■ **DATA TO PROCESS**
---
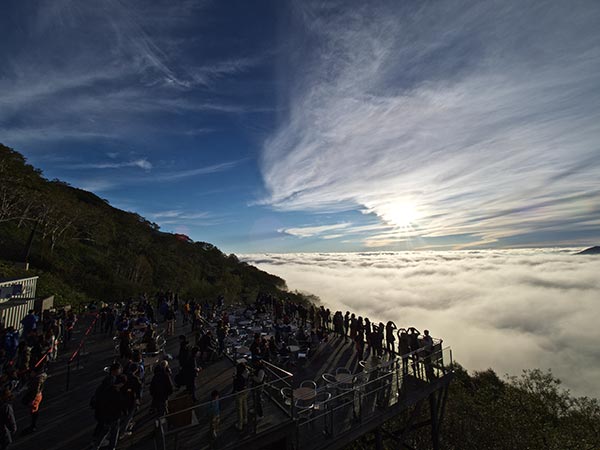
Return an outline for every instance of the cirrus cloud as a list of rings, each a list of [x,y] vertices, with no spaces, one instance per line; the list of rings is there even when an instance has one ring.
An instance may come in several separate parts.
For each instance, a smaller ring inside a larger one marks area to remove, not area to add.
[[[413,229],[367,246],[599,230],[598,2],[315,1],[293,17],[282,66],[303,67],[263,147],[263,203],[392,226],[411,205]]]

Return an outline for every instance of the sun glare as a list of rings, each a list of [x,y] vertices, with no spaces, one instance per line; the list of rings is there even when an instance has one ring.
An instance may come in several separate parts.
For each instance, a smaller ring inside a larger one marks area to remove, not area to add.
[[[417,208],[412,203],[396,203],[383,216],[384,220],[397,227],[407,227],[418,218]]]

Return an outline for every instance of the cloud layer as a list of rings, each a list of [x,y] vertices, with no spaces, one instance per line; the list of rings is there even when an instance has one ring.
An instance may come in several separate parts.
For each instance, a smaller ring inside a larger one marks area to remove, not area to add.
[[[469,369],[551,368],[600,397],[600,258],[573,249],[253,254],[334,310],[431,330]]]
[[[600,229],[600,3],[327,5],[293,12],[265,204],[373,214],[371,246]]]

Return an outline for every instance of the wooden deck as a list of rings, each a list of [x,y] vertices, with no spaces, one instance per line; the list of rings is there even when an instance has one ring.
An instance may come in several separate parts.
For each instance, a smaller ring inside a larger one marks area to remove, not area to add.
[[[84,317],[77,324],[72,347],[82,331],[91,322],[90,317]],[[187,325],[184,332],[178,323],[175,336],[167,341],[166,350],[176,355],[178,350],[177,335],[191,334]],[[93,411],[89,407],[90,398],[104,378],[103,368],[114,358],[112,340],[100,334],[91,334],[87,340],[87,355],[81,358],[81,368],[71,373],[71,388],[66,391],[66,359],[71,351],[62,351],[62,356],[50,367],[50,378],[46,383],[44,401],[40,409],[38,431],[28,436],[17,434],[15,443],[11,448],[26,450],[39,448],[43,443],[45,450],[59,449],[86,449],[90,447],[95,420]],[[369,356],[368,351],[365,358]],[[292,387],[298,386],[303,380],[314,380],[319,386],[323,385],[323,373],[335,373],[339,367],[350,369],[353,373],[359,372],[358,359],[350,341],[344,338],[331,337],[327,342],[320,344],[314,350],[309,361],[301,366],[294,367],[294,376],[288,380]],[[177,362],[173,363],[177,366]],[[197,378],[197,397],[200,406],[194,409],[194,425],[181,432],[170,433],[165,440],[168,449],[209,449],[209,448],[341,448],[374,427],[377,427],[398,414],[402,409],[426,398],[429,393],[447,385],[451,374],[440,376],[432,383],[414,386],[408,389],[407,378],[403,385],[389,383],[386,391],[386,400],[382,401],[380,393],[361,393],[360,407],[370,412],[356,416],[356,396],[340,397],[339,401],[332,402],[338,408],[335,413],[327,416],[313,414],[305,420],[290,416],[290,410],[278,397],[278,388],[266,387],[264,395],[264,417],[260,420],[253,413],[253,402],[250,398],[250,426],[244,432],[235,428],[237,422],[235,401],[227,395],[232,391],[232,377],[234,363],[226,357],[207,365]],[[147,370],[146,383],[152,378]],[[219,435],[216,440],[209,436],[209,420],[206,408],[202,402],[210,399],[210,392],[218,390],[222,397],[221,423]],[[364,394],[364,397],[363,397]],[[389,400],[393,399],[393,400]],[[157,417],[150,413],[150,395],[146,388],[142,404],[135,418],[133,435],[124,437],[119,441],[119,449],[149,449],[160,445],[160,435],[156,432],[155,422]],[[387,404],[386,404],[387,402]],[[368,412],[368,411],[367,411]],[[18,418],[18,427],[23,430],[28,425],[28,414],[25,408],[15,402],[15,413]]]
---
Exactly as written, copy the entries above without their pictures.

■ **ANSWER TO THE PROBLEM**
Return an outline for every instance of the cirrus cloud as a list of rings, each a list of [x,y] vertices, with no spaces, one instance per line; the list of rings is there even when an instance has one ring.
An instance may come in several separate parts.
For each instance, a smaller ring inside a larger one marks area to remove, not area to add.
[[[413,229],[367,246],[599,230],[598,2],[315,1],[293,17],[282,66],[303,67],[263,147],[263,203],[392,226],[411,205]]]

Return an outline for every instance of the sun glare as a list of rings, each a list of [x,y] vertices, with no spaces, one instance per line; the list of rings is there even when an instance has one ring.
An instance may come in several separate parts.
For each instance, a smaller ring inside a larger one marks area to remove, not area to add.
[[[417,208],[412,203],[396,203],[383,216],[384,220],[397,227],[407,227],[418,218]]]

Return an outline for every instance of the cloud layer as a list of rings, each a list of [x,y] vertices, with no spaces, one instance per line; the list of rings is there even when an instance has one ring.
An instance may come in several separate parts.
For each instance, a smaller ring inside a larger one marks area to remove, not area to add.
[[[469,369],[551,368],[600,397],[600,258],[573,249],[253,254],[334,310],[431,330]]]
[[[600,229],[600,3],[327,5],[293,12],[265,204],[373,214],[371,246]]]

Return an outline for every instance of the wooden deck as a list of rings, each a list of [x,y] vertices, with no spaces, one instance per line; the list of rings is there even when an instance has one ring.
An instance may come in several separate parts.
For each instance, a smaller ring inside a larger one marks area to remove, not area to add.
[[[84,317],[77,324],[72,347],[82,331],[91,322],[90,317]],[[187,325],[184,332],[178,323],[175,336],[167,341],[166,350],[176,355],[178,350],[177,335],[191,334]],[[93,411],[89,407],[90,398],[104,378],[103,368],[114,358],[112,340],[100,334],[91,334],[87,340],[87,355],[81,358],[81,368],[71,373],[71,388],[66,391],[66,359],[71,351],[62,351],[62,356],[50,367],[50,378],[46,383],[44,401],[40,409],[38,431],[28,436],[17,434],[15,443],[11,448],[26,450],[39,448],[43,443],[45,450],[59,449],[86,449],[90,447],[95,420]],[[369,356],[368,351],[365,358]],[[292,387],[298,386],[303,380],[314,380],[319,386],[323,385],[323,373],[335,373],[339,367],[350,369],[353,373],[359,372],[358,359],[350,341],[344,338],[331,337],[327,342],[320,344],[314,350],[309,361],[301,366],[294,367],[294,376],[288,380]],[[177,362],[173,363],[177,366]],[[197,378],[197,397],[200,406],[194,409],[194,425],[181,432],[170,433],[165,440],[168,449],[209,449],[209,448],[341,448],[374,427],[377,427],[398,414],[402,409],[426,398],[429,393],[447,385],[451,374],[440,376],[432,383],[414,386],[408,389],[407,378],[403,385],[389,383],[386,391],[386,400],[382,401],[380,393],[361,393],[360,407],[370,412],[356,416],[356,396],[340,397],[339,401],[332,402],[338,408],[335,413],[327,416],[313,414],[305,420],[290,416],[290,410],[278,397],[278,388],[266,387],[264,395],[264,417],[260,420],[253,413],[253,402],[250,398],[250,426],[244,432],[235,428],[237,422],[235,401],[227,395],[232,391],[232,377],[234,363],[226,357],[207,365]],[[147,370],[146,383],[152,378]],[[219,435],[216,440],[209,436],[209,420],[206,408],[202,402],[210,399],[210,392],[218,390],[222,397],[221,423]],[[364,394],[364,397],[363,397]],[[389,400],[393,399],[393,400]],[[157,417],[150,413],[150,395],[146,388],[142,404],[135,418],[133,435],[124,437],[119,441],[119,449],[149,449],[160,445],[160,435],[156,432],[155,422]],[[387,404],[386,404],[387,402]],[[368,412],[368,411],[367,411]],[[18,418],[18,427],[23,430],[28,425],[28,414],[25,408],[15,402],[15,413]]]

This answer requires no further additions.